-- start --

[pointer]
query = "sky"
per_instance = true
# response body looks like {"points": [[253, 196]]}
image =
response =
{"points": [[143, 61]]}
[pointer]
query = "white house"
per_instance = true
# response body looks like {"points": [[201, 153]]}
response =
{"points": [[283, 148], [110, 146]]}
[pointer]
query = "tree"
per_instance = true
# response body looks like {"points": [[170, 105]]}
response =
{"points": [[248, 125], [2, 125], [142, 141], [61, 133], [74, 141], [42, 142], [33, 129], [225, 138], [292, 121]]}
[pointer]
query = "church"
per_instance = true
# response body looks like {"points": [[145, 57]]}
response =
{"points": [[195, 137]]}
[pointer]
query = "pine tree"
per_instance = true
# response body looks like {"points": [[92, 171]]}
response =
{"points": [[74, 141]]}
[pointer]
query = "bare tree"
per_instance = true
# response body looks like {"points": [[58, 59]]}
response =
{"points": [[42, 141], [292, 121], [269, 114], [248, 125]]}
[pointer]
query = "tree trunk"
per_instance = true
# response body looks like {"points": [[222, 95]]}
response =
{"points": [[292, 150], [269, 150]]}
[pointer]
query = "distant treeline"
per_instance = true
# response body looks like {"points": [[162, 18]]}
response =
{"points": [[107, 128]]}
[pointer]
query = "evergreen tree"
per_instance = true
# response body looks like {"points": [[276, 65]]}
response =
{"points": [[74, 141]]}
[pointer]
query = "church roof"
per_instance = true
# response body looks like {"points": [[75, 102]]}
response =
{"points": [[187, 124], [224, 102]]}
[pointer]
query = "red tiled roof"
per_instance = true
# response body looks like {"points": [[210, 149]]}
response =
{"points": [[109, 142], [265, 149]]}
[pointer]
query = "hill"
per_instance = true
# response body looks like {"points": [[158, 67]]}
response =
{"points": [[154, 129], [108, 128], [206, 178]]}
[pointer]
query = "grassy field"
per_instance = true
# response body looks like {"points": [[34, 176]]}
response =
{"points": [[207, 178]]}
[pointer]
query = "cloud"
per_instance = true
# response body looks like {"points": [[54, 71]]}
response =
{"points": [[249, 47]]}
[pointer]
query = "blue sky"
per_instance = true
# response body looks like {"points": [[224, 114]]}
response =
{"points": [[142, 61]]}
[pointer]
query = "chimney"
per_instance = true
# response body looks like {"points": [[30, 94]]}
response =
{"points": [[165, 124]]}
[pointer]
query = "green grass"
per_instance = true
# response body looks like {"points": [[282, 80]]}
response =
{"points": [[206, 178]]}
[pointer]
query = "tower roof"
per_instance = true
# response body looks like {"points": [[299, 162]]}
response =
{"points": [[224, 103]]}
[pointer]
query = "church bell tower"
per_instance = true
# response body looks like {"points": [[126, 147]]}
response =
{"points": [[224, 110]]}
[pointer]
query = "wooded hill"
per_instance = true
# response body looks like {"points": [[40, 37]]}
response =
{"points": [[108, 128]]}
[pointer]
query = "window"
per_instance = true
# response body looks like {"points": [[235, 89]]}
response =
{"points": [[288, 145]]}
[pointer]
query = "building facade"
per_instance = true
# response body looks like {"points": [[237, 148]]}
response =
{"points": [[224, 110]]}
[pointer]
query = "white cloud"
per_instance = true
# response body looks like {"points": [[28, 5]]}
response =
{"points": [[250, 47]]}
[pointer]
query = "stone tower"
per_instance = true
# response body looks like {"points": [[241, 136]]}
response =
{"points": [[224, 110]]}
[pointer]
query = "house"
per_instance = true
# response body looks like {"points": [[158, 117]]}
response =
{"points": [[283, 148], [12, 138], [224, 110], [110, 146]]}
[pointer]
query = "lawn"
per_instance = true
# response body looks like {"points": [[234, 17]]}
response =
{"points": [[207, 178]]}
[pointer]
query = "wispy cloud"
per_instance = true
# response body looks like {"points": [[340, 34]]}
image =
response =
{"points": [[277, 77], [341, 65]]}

-- end --

Instructions for the task: Please identify every line in the items above that contains the string "tower" and copy each of those lines out in full. Case counts: match only that exact capitalization.

Output of the task:
query = "tower roof"
query = "church bell tower"
query = "stone tower"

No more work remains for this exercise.